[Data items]
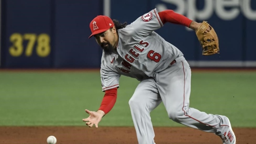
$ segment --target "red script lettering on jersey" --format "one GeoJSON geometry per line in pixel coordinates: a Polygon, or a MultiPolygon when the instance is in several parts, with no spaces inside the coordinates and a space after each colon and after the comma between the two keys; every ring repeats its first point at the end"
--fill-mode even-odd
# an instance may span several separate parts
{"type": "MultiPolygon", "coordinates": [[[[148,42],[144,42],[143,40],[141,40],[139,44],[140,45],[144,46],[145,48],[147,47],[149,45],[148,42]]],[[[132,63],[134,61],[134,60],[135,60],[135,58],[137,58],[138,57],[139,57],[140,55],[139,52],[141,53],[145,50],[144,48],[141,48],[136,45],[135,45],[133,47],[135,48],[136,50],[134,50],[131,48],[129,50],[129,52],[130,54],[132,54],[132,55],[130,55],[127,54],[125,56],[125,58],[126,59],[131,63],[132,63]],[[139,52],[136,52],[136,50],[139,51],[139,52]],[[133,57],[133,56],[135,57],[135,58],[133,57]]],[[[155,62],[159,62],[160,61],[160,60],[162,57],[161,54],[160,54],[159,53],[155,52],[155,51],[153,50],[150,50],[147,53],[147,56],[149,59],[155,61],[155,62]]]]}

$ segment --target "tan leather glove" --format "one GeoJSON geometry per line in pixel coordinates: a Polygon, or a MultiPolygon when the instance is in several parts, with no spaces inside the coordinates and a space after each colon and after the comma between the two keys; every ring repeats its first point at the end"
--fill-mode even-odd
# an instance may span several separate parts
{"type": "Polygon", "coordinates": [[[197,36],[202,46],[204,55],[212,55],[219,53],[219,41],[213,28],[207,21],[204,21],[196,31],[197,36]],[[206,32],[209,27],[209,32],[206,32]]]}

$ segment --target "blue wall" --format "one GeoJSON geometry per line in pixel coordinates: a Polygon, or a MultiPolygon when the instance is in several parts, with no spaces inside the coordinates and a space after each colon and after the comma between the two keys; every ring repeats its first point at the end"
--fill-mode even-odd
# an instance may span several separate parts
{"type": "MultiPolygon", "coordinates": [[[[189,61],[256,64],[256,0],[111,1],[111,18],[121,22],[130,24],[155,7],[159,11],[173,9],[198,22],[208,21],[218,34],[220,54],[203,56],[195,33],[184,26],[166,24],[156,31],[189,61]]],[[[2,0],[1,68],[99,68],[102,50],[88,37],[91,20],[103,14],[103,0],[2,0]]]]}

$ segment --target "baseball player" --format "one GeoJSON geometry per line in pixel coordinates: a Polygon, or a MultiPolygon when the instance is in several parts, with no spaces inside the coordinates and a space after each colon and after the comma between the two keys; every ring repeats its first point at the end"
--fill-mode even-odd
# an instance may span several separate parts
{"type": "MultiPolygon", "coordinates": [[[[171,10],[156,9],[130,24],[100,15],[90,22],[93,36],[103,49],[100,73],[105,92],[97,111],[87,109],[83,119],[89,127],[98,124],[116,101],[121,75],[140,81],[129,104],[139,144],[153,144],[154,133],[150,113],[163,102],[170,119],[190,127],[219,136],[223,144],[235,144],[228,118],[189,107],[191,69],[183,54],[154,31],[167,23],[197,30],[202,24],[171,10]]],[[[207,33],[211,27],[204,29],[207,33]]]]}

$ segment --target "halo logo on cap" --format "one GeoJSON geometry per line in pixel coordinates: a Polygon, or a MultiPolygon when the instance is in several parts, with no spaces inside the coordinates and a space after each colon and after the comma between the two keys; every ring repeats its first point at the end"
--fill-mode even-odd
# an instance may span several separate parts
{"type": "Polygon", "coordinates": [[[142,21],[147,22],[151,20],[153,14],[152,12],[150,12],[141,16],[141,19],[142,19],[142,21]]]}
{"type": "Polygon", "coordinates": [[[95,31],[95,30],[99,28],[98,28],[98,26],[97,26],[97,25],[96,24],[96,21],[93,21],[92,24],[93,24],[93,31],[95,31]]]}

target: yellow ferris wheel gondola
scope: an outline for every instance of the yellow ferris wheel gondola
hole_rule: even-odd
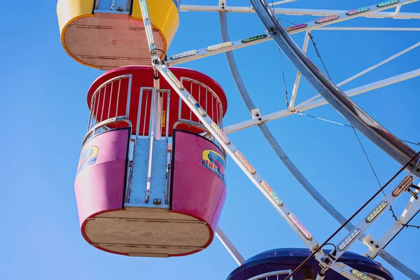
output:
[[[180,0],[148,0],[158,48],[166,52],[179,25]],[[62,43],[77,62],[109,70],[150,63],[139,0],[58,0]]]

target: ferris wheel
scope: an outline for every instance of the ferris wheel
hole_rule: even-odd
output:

▶ Short exercise
Copy out the stretch of lines from the one containing "target: yellow ferris wheel gondola" through the last line above, offsetting every pixel coordinate in the outline answers by 135 and leaving everything else unchanged. Omit the pictures.

▶ Right answer
target: yellow ferris wheel gondola
scope: an outline for every instance of the yellow ferris wheel gondola
hole_rule: even-odd
output:
[[[315,135],[283,135],[293,183],[301,187],[314,160]],[[197,178],[212,197],[244,205],[285,198],[274,135],[193,135]]]

target: ferris wheel
scope: an outline for every instance of the ferris wheel
hole_rule: even-odd
output:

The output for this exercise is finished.